**Krótkie zadanie:** Podmień "JSON array" na "JSON list" we fragmencie, który zaczyna się wierszem zawierającym "Can you find the floodwater?", a kończy wierszem zawierającym "[[149, 91]]". Przytocz wyłącznie ten fragment, bez żadnych innych zmian.

**Materiał źródłowy:**
■ ■ ■ ■
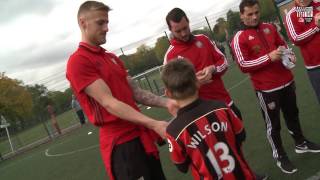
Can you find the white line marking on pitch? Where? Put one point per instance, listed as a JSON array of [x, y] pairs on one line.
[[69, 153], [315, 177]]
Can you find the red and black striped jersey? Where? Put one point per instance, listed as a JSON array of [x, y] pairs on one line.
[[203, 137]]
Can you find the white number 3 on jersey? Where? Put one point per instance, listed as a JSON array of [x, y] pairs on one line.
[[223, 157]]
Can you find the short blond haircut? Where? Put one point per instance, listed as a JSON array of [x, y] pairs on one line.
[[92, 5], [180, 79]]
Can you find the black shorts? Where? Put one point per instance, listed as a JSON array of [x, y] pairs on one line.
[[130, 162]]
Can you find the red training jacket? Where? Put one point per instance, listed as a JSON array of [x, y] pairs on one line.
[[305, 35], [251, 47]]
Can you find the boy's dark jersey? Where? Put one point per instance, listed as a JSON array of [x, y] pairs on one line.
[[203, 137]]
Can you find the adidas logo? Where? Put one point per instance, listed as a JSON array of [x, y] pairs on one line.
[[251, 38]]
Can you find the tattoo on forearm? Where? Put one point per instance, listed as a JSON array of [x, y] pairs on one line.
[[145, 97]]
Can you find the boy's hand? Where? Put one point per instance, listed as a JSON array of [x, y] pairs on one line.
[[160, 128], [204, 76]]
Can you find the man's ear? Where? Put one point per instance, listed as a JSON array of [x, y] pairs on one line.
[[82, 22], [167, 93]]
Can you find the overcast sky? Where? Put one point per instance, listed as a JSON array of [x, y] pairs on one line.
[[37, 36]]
■ ■ ■ ■
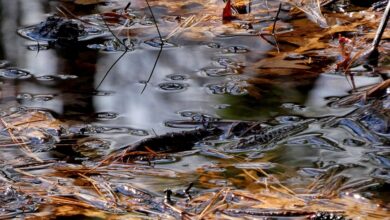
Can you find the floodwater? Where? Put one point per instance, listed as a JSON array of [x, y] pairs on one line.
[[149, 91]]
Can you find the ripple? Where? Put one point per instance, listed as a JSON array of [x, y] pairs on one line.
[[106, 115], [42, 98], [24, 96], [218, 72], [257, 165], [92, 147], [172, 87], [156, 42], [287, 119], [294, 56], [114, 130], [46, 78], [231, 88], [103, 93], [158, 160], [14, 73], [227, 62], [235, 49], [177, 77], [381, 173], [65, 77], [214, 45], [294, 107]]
■ ■ ■ ■
**Poprawny wynik:**
Can you find the floodwater? Where? Put one point per instance, listed as a JSON list of [x, y] pairs on one line.
[[149, 91]]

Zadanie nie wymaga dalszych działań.